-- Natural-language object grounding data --
§
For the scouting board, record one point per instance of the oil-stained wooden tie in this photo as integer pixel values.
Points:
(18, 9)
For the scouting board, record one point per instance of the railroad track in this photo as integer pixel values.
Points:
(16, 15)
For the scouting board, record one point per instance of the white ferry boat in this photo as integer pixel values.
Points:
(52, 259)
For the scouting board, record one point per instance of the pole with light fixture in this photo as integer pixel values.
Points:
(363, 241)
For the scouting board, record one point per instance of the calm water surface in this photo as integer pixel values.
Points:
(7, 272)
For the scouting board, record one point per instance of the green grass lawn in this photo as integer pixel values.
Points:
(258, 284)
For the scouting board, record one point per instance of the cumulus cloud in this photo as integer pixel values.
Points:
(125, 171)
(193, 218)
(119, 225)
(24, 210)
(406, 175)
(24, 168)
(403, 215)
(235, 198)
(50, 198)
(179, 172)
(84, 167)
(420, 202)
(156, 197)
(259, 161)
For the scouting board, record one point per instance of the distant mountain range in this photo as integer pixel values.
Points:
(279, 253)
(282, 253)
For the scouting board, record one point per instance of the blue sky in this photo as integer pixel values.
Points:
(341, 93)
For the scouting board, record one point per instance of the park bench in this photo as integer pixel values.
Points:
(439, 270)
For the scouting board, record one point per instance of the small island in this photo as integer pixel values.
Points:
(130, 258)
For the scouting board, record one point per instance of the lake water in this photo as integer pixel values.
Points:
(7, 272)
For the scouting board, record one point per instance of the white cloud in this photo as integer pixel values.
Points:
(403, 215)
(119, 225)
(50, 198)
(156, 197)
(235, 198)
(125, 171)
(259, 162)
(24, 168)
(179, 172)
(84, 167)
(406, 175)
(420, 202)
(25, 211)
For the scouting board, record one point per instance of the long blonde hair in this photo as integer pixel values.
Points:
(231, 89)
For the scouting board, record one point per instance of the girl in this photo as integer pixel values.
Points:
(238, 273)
§
Copy out, from the data above, each line where the string "white" is present.

For the scouting board, record one point per instance of the white ferry boat in this photo as integer pixel values.
For the scouting board, record one point per instance of the white cloud in this photo as integer pixel values.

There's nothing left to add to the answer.